__Source material__.
***
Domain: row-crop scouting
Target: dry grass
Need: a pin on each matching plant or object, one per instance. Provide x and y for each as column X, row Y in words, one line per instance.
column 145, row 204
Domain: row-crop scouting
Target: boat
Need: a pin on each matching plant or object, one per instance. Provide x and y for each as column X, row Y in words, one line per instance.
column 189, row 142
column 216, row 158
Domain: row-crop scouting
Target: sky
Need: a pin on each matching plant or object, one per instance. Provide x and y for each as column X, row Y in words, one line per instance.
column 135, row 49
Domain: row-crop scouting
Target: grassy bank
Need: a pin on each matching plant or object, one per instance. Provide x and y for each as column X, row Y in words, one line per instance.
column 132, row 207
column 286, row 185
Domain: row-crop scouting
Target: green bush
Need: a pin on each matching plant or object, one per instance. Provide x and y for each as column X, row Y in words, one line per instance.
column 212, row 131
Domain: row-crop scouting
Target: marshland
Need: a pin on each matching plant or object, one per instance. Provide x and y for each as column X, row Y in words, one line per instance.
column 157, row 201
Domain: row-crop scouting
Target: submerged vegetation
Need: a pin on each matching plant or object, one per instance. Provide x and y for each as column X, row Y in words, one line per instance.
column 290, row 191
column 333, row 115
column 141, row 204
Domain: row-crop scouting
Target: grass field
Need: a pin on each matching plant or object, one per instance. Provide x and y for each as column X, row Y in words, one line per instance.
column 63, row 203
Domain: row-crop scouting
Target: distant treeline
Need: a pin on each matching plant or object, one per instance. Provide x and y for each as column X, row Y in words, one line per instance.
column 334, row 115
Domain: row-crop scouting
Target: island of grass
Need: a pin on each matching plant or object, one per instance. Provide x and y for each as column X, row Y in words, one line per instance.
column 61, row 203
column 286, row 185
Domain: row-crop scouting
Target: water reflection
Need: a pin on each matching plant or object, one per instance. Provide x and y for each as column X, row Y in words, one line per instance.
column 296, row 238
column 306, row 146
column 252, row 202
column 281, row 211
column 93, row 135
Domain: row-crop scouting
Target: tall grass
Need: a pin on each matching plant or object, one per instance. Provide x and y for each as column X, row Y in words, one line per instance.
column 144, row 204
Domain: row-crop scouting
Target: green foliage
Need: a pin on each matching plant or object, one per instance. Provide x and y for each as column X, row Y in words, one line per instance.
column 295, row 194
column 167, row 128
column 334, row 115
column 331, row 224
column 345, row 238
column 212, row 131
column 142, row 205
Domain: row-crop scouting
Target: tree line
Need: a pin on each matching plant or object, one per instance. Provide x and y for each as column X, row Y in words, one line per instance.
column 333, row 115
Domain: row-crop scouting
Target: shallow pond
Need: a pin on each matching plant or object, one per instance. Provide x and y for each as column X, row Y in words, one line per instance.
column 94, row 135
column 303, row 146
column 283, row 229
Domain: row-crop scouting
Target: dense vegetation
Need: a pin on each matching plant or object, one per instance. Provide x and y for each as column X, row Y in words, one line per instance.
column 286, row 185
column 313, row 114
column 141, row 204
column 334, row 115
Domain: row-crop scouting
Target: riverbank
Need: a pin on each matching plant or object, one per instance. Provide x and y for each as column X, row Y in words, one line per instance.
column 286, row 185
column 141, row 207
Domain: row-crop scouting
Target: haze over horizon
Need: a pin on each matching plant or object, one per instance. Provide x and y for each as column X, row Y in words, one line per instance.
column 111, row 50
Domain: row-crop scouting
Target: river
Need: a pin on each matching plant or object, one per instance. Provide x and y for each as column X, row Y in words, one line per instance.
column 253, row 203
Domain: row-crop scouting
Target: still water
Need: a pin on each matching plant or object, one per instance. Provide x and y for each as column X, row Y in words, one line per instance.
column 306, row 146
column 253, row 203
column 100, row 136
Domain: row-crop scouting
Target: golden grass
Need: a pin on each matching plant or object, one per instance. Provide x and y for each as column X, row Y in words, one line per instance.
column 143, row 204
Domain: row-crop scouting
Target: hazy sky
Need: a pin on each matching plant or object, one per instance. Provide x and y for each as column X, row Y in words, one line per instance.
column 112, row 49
***
Starting with the line with "Target: tree line" above and going on through the line with "Target: haze over horizon", transcribe every line exactly, both ends included, and add nothing.

__Task answer__.
Target: tree line
Need: a pin on each matching plant or object, one per instance. Provide x and y for each as column X, row Y in words, one line per instance.
column 333, row 115
Domain: row-crop scouting
Target: shallow pond
Need: a pin on each matching plant or object, one per instance. Provide x and y for each as column X, row Y in words, one line per instance.
column 94, row 135
column 303, row 146
column 283, row 229
Domain: row-crop scouting
Target: dense vegetation
Need: a pin on each matching plant or object, one per instance. Provide x and y for each as column X, row Y in words, one line per instance.
column 286, row 185
column 313, row 114
column 141, row 204
column 334, row 115
Domain: row-crop scouting
Target: riverbank
Need: a pin on each matching plant or object, one per instance. Provide x and y for each as column X, row Y in words, one line per instance.
column 286, row 185
column 141, row 207
Domain: row-crop scouting
Target: haze over horizon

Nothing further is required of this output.